Repeat only part of the entries. Start at the line that has "x=779 y=303" and keep going through the last line, exactly as given.

------ PROVIDED RECORDS ------

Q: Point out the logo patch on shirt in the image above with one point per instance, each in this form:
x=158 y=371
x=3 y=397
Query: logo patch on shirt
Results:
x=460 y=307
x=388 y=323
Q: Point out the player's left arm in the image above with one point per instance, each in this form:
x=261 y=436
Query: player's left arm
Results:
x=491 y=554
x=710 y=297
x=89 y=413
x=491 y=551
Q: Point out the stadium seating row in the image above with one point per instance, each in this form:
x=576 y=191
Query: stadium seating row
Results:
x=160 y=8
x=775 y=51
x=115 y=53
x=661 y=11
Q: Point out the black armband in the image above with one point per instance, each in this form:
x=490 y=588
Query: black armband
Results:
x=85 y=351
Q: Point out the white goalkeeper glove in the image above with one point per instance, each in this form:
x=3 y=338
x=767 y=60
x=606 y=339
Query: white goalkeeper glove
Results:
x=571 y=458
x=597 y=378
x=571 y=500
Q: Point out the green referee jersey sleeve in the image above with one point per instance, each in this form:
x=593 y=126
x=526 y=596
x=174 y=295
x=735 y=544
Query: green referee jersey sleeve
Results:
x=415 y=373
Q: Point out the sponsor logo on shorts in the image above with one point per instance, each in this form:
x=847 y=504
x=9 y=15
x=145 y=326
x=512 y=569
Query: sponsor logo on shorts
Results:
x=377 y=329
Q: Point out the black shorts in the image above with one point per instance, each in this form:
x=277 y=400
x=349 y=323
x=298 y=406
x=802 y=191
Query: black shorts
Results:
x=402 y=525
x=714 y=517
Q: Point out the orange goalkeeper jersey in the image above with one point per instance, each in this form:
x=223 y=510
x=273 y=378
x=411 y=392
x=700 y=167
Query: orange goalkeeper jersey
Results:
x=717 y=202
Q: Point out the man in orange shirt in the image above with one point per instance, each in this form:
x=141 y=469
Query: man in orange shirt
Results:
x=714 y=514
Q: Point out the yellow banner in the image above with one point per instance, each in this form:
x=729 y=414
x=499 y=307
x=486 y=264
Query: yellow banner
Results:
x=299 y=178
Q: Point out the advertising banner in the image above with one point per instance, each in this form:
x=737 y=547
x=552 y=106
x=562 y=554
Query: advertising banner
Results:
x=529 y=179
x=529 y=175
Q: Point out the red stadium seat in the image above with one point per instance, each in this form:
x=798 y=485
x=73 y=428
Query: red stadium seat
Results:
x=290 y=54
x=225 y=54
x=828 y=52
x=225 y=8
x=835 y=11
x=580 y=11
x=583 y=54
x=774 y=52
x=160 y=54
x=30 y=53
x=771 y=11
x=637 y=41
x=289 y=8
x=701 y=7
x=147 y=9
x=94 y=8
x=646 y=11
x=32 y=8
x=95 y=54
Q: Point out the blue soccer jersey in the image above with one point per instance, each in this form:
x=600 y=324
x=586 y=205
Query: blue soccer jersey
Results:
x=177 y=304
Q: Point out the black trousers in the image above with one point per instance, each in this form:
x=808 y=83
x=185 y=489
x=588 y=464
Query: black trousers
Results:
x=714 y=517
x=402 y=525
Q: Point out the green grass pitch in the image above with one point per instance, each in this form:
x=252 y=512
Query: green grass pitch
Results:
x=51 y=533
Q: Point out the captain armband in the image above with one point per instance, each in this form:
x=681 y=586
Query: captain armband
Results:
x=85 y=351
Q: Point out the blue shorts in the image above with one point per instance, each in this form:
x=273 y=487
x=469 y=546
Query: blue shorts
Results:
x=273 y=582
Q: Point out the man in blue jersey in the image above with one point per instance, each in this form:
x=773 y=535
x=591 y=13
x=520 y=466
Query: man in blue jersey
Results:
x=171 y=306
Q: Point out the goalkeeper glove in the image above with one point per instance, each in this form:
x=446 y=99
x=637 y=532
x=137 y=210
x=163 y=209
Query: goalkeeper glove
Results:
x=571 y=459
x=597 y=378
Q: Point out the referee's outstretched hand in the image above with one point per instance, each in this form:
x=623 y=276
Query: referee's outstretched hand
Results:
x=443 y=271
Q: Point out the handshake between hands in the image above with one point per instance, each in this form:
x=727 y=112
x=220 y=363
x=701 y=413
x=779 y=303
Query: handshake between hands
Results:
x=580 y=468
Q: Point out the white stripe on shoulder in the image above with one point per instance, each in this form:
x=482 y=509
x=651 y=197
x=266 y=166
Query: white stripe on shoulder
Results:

------

- _RESULT FOR THIS TASK_
x=779 y=303
Query: handshake between hands
Results:
x=580 y=468
Q: Point out the white stripe on shoulder in the image above with one point per instance, each in this form:
x=482 y=509
x=651 y=197
x=266 y=166
Query: white stripe on shoulder
Results:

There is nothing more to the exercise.